Start

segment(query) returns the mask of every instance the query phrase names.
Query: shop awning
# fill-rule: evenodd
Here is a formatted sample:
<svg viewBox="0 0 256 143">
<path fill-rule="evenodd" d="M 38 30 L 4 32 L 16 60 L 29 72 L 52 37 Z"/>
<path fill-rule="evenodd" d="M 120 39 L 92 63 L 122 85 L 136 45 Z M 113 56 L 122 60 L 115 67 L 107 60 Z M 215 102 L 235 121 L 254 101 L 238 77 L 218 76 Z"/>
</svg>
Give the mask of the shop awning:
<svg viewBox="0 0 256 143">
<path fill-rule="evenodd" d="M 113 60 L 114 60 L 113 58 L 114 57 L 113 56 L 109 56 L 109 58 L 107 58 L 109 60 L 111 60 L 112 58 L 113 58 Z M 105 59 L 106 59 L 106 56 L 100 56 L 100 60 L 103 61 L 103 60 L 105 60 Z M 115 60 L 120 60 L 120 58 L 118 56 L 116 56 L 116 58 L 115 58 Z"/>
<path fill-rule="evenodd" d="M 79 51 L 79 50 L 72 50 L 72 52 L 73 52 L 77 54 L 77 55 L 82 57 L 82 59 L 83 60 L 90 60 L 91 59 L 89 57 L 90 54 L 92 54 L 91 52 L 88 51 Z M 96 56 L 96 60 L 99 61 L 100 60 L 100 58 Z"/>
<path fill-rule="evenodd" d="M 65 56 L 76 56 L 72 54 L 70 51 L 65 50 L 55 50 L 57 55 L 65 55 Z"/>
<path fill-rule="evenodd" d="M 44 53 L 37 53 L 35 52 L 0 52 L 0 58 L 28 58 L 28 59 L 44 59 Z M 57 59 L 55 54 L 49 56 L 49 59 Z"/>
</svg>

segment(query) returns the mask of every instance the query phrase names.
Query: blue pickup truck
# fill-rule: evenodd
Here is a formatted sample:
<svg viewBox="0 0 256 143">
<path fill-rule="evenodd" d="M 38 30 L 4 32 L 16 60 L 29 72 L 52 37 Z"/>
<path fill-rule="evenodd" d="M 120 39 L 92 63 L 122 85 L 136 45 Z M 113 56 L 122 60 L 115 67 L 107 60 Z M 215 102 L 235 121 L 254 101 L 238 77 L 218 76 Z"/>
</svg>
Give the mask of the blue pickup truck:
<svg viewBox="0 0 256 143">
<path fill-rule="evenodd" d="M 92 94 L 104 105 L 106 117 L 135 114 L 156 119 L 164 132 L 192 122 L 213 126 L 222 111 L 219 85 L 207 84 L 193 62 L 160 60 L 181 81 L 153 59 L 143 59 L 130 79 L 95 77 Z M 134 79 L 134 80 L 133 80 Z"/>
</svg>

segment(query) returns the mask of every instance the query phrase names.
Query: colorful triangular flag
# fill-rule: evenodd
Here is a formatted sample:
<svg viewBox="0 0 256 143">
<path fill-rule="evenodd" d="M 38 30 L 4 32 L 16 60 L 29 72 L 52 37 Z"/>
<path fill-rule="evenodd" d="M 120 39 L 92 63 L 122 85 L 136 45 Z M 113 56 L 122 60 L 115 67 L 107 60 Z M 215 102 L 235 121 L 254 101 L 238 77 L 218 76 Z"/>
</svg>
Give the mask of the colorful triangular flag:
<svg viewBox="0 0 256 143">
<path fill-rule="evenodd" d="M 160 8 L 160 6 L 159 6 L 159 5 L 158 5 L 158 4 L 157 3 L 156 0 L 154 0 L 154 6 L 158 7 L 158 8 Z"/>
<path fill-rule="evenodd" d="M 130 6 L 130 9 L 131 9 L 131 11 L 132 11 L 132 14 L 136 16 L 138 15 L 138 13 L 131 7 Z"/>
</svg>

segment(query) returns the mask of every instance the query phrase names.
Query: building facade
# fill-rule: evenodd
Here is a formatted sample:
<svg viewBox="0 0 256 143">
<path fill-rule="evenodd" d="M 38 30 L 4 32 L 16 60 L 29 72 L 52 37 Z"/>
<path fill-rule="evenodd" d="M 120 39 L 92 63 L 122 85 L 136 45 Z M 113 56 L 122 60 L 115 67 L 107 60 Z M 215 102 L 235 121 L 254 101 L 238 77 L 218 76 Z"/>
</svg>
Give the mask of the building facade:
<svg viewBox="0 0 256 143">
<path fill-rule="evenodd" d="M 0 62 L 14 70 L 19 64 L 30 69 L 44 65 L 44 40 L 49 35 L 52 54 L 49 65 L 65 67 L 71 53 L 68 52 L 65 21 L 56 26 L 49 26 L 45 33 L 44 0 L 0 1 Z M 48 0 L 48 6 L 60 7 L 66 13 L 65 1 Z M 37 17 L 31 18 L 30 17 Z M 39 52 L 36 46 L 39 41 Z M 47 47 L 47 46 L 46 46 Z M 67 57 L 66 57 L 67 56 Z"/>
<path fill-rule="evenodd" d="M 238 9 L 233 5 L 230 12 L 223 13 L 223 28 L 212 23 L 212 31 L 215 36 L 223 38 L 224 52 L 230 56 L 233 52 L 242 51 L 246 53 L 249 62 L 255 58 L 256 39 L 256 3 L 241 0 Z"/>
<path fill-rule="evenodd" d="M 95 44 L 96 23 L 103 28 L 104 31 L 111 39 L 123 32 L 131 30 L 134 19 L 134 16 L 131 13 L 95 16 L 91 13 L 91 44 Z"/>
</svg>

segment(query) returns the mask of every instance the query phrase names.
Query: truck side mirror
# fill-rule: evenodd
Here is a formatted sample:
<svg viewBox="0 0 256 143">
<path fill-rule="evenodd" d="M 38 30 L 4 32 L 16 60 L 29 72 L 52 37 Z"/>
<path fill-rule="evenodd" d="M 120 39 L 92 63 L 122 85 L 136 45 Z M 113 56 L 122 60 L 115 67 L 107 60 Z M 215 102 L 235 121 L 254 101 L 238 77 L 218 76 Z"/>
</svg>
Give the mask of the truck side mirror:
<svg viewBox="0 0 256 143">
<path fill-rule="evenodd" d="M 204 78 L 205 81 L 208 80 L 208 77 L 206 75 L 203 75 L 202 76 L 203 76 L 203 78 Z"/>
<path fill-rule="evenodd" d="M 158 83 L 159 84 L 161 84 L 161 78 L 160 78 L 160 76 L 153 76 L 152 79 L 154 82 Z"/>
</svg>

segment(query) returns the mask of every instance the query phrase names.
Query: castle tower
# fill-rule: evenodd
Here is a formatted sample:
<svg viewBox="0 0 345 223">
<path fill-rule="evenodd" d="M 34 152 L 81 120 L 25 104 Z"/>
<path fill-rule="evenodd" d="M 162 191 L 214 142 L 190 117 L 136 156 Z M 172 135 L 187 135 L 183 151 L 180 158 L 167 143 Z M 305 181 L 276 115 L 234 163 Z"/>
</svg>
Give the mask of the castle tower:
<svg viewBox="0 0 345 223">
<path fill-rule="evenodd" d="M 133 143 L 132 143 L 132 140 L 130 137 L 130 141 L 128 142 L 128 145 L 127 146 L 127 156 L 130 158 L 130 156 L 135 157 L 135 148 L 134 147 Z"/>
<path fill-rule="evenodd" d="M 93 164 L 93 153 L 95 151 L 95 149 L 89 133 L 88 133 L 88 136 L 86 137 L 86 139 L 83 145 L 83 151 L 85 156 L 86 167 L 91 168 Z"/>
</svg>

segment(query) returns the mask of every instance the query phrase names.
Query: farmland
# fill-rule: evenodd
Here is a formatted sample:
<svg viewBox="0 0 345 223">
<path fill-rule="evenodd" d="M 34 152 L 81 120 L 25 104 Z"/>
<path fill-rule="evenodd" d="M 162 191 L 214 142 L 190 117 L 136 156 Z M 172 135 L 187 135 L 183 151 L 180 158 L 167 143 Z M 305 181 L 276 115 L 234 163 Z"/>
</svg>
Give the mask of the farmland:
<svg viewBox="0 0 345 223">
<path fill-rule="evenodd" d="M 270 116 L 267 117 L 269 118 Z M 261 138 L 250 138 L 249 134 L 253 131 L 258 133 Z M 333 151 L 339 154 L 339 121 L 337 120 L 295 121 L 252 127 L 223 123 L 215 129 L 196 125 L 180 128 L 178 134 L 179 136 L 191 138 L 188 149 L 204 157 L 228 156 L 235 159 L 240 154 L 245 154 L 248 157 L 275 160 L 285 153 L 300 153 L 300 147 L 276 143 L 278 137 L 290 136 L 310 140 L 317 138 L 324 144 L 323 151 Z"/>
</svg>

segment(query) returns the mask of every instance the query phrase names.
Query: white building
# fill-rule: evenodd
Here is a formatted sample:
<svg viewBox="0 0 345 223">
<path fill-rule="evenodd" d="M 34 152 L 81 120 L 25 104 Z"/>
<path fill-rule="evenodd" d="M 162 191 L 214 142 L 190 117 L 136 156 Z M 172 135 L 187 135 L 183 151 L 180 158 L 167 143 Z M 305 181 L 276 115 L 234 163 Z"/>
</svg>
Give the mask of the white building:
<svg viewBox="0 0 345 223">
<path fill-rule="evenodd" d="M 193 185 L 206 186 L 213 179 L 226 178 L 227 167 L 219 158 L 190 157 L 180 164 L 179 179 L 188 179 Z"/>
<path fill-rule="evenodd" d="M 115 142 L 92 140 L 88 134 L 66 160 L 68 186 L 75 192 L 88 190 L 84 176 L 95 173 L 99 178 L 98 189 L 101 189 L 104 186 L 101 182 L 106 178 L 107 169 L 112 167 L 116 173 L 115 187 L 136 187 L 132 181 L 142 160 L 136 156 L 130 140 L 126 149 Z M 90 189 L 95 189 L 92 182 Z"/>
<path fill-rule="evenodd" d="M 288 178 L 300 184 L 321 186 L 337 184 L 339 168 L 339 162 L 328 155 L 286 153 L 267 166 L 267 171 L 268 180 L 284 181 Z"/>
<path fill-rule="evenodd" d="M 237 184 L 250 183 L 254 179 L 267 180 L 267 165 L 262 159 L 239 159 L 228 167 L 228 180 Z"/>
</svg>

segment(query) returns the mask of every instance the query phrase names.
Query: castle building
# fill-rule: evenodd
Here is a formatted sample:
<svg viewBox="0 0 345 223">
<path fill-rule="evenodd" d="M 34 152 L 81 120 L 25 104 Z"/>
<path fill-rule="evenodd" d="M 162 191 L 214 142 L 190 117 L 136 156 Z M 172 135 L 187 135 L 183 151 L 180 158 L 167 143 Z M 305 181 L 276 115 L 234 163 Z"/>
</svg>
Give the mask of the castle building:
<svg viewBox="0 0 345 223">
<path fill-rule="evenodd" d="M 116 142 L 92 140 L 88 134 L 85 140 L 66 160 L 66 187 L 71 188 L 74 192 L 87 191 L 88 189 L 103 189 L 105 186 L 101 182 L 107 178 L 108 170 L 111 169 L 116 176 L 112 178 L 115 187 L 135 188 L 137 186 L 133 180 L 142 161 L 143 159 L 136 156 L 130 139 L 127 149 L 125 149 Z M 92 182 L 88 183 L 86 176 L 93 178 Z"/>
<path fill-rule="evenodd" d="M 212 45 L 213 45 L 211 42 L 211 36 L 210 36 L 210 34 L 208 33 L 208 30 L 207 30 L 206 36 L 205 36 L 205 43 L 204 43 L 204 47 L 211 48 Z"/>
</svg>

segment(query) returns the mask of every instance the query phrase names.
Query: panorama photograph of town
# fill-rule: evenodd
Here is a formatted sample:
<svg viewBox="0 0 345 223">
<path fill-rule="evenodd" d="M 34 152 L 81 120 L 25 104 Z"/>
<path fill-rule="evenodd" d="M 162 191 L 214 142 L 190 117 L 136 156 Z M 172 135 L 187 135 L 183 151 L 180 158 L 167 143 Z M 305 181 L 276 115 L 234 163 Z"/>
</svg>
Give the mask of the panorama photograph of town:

End

Pull out every line in the entries above that contains the string "tower", matching upper and lower case exactly.

Finished task =>
Query: castle tower
Give the mask of the castle tower:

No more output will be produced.